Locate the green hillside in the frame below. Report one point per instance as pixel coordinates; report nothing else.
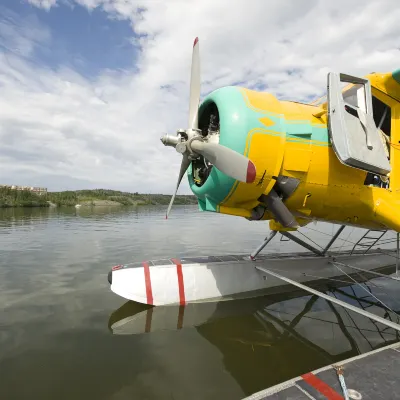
(23, 198)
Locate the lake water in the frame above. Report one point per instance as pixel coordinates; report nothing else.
(65, 335)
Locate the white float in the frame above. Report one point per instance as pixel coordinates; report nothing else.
(215, 278)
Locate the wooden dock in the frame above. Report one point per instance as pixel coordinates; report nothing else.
(369, 376)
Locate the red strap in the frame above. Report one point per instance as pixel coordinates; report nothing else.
(147, 280)
(149, 317)
(322, 387)
(181, 314)
(181, 285)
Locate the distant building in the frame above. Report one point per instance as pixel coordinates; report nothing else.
(37, 190)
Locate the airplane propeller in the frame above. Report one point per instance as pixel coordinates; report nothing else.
(192, 144)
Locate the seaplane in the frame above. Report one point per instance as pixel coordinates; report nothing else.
(248, 154)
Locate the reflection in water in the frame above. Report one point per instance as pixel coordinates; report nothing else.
(60, 337)
(270, 339)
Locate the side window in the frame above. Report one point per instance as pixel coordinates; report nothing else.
(382, 119)
(352, 127)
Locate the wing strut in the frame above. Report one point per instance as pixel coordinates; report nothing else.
(367, 314)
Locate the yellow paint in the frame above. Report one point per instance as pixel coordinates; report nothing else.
(266, 121)
(297, 159)
(328, 190)
(386, 84)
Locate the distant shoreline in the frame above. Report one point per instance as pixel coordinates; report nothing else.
(10, 198)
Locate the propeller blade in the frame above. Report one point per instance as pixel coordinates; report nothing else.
(226, 160)
(194, 98)
(184, 166)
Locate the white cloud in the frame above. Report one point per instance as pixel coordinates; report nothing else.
(106, 130)
(46, 4)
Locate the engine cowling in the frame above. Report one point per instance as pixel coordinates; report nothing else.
(250, 123)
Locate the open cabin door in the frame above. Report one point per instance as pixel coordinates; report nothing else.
(355, 137)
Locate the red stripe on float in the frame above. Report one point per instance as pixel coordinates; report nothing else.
(181, 285)
(322, 387)
(147, 280)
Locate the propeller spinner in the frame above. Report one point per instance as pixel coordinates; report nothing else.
(191, 143)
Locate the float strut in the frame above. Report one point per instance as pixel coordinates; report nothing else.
(254, 254)
(397, 254)
(335, 236)
(302, 243)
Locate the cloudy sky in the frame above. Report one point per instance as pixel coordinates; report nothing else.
(87, 87)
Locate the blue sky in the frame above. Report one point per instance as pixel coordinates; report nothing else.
(89, 86)
(88, 41)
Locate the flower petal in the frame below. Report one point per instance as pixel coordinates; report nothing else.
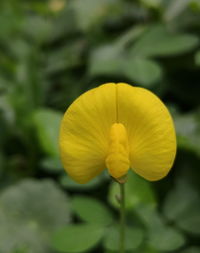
(150, 130)
(85, 130)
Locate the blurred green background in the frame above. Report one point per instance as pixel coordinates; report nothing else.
(52, 51)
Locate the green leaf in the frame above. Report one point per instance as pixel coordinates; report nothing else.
(52, 165)
(175, 8)
(159, 42)
(138, 192)
(197, 58)
(160, 236)
(90, 12)
(142, 71)
(188, 131)
(40, 207)
(133, 238)
(91, 210)
(165, 239)
(77, 238)
(191, 250)
(181, 206)
(105, 60)
(69, 183)
(47, 123)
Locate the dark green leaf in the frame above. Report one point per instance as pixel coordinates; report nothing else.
(91, 210)
(133, 238)
(77, 238)
(29, 212)
(47, 123)
(138, 191)
(159, 42)
(142, 71)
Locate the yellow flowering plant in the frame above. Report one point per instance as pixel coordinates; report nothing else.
(118, 127)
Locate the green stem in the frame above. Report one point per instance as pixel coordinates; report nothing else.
(122, 219)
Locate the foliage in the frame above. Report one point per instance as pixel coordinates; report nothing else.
(50, 52)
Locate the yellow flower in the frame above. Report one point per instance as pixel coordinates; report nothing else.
(117, 126)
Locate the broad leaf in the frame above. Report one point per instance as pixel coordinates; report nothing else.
(91, 210)
(142, 71)
(77, 238)
(160, 42)
(47, 123)
(138, 191)
(133, 238)
(29, 212)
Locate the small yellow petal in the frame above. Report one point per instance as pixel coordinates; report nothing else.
(85, 131)
(117, 160)
(150, 131)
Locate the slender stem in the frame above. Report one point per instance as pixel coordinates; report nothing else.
(122, 219)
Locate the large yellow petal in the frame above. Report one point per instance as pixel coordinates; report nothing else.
(150, 130)
(85, 130)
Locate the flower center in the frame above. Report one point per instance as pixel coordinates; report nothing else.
(117, 160)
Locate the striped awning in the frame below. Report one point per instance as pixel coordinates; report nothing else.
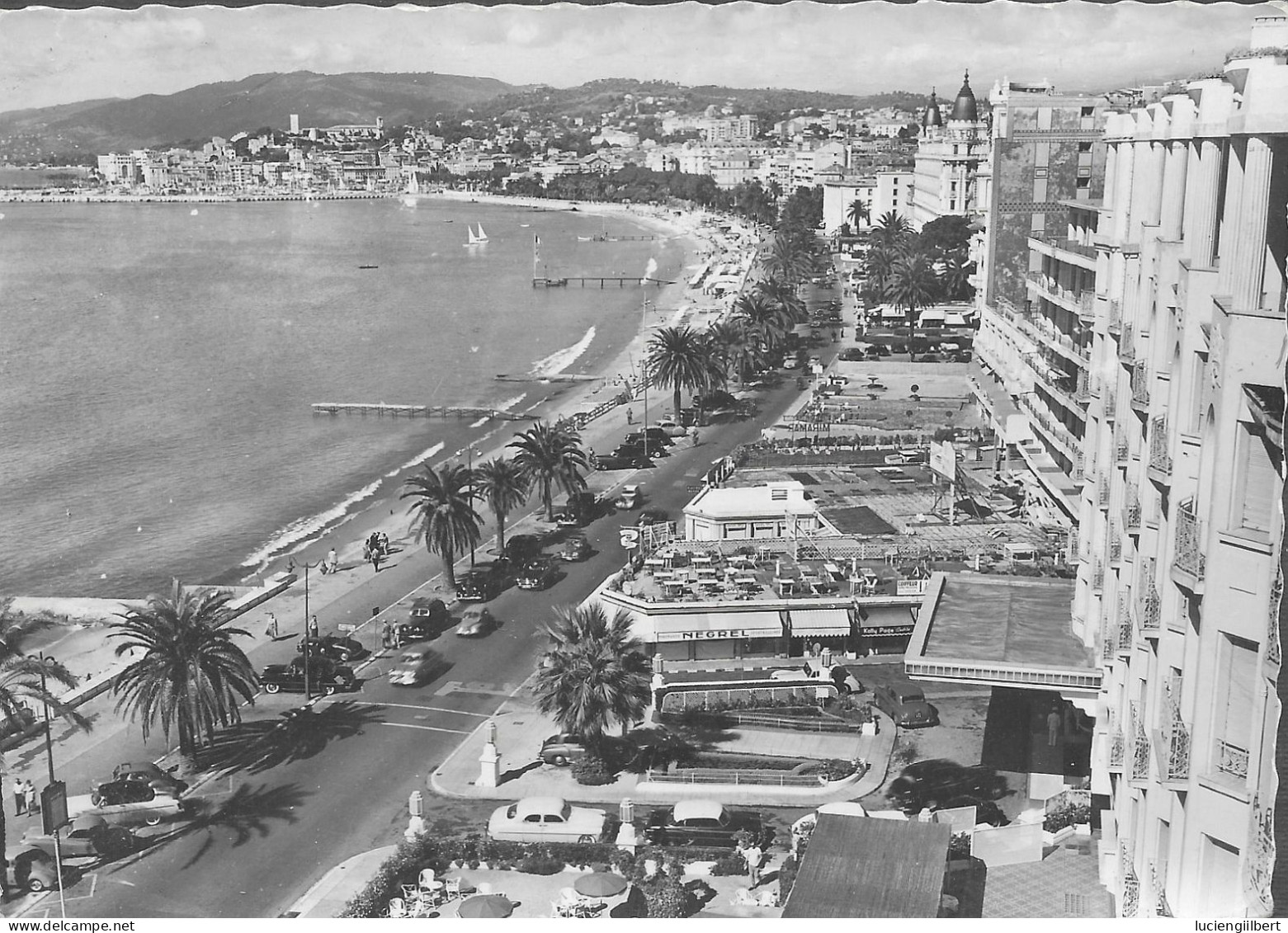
(819, 622)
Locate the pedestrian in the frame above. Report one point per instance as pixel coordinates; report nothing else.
(753, 856)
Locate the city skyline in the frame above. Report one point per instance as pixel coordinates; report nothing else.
(54, 57)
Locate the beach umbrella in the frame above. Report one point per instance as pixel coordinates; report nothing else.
(488, 907)
(601, 884)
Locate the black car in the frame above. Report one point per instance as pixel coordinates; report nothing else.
(477, 586)
(701, 822)
(428, 618)
(936, 781)
(334, 646)
(537, 573)
(325, 676)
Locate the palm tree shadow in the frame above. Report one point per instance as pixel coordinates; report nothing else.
(264, 744)
(248, 813)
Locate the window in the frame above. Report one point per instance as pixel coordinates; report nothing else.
(1255, 484)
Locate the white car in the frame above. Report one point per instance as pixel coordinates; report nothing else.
(144, 807)
(546, 818)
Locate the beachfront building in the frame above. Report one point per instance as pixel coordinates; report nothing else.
(773, 510)
(1180, 579)
(948, 156)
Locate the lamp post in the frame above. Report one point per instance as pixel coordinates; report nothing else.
(290, 568)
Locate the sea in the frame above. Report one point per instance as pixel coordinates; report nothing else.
(158, 360)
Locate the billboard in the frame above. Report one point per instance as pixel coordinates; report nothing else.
(943, 459)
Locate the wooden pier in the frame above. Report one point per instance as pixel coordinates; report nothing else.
(604, 280)
(381, 409)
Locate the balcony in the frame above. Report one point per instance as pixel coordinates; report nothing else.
(1189, 565)
(1116, 317)
(1131, 508)
(1140, 388)
(1127, 346)
(1159, 466)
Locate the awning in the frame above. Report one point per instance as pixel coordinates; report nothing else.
(702, 625)
(819, 622)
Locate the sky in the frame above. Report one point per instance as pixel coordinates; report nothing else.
(52, 57)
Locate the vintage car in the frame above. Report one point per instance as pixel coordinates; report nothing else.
(475, 623)
(904, 703)
(546, 818)
(701, 822)
(416, 666)
(323, 675)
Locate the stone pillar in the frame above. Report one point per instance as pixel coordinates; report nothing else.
(489, 762)
(1247, 232)
(1171, 215)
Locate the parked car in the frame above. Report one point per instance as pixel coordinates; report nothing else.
(89, 836)
(477, 586)
(325, 676)
(562, 749)
(701, 822)
(128, 806)
(546, 818)
(629, 498)
(574, 549)
(428, 617)
(147, 772)
(35, 870)
(930, 784)
(334, 646)
(537, 573)
(475, 623)
(904, 703)
(416, 666)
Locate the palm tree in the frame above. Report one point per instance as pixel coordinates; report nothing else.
(443, 512)
(858, 213)
(504, 488)
(550, 456)
(22, 686)
(891, 229)
(912, 285)
(679, 356)
(592, 673)
(191, 677)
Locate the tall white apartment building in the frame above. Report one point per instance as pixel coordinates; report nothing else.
(1182, 521)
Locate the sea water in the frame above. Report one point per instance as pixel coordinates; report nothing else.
(158, 363)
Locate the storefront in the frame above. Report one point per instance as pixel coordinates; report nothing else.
(716, 636)
(885, 629)
(815, 629)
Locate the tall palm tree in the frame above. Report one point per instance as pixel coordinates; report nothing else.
(891, 229)
(443, 512)
(679, 356)
(912, 285)
(858, 213)
(549, 457)
(592, 673)
(23, 686)
(504, 488)
(192, 677)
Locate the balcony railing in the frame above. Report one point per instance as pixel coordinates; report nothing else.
(1232, 760)
(1127, 345)
(1131, 507)
(1140, 386)
(1189, 563)
(1159, 459)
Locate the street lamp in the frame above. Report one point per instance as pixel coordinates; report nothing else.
(290, 568)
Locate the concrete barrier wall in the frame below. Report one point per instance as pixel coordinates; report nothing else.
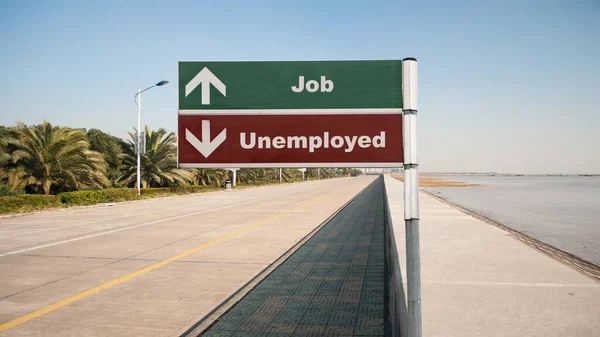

TASK ITEM: With the pictures excluded, transcribe word for word only the lines from the one containing "Locate the vintage" through the last line of the records.

RESULT OF THE EXERCISE:
Locate the vintage car in the frame above. Report one point per instance as pixel coordinates; report nothing else.
(475, 623)
(904, 703)
(546, 818)
(701, 822)
(416, 666)
(323, 675)
Locate the stone pillar in the frame above. Report one point per instance as pixel coordinates; report nothing else.
(489, 762)
(1247, 232)
(1171, 215)
Locate the parked car in the frame above. Report one point per instance as pixel coordinates; report nothing else.
(89, 836)
(477, 586)
(325, 676)
(562, 749)
(701, 822)
(128, 806)
(546, 818)
(629, 498)
(574, 549)
(428, 617)
(147, 772)
(35, 870)
(930, 784)
(334, 646)
(537, 573)
(475, 623)
(904, 703)
(416, 666)
Locate the palm tree in the frame above. Report one point per instance as pixel coordinates; report nothing else.
(443, 512)
(858, 213)
(504, 488)
(550, 456)
(22, 686)
(891, 229)
(912, 285)
(679, 356)
(592, 673)
(191, 677)
Locate the tall white apartment building in the frame above. Report one point per instance as pixel coordinates; report nothing else.
(1182, 521)
Locate the sea water in the frame above. Report one point per instance as pixel coordinates; report nothing else.
(158, 363)
Locate the storefront in the frame above. Report one point per instance as pixel coordinates; report nothing else.
(716, 636)
(885, 629)
(815, 629)
Locate the tall palm tree in the frame above. Report one point per instance as pixel coordinates; report nothing else.
(891, 229)
(443, 512)
(679, 356)
(912, 285)
(858, 213)
(549, 457)
(592, 673)
(23, 686)
(504, 488)
(192, 677)
Locate the balcony railing in the frame above. Report one point per instance as pixel coordinates; report nothing else.
(1232, 760)
(1127, 345)
(1131, 507)
(1140, 386)
(1189, 563)
(1159, 459)
Locate the street lamp in the frame above. Report one point per instance as pixel coordinates; report nothing else.
(290, 568)
Locate the concrete barrier wall in the frame below. Report one point per instance as pixel coordinates; report nothing else.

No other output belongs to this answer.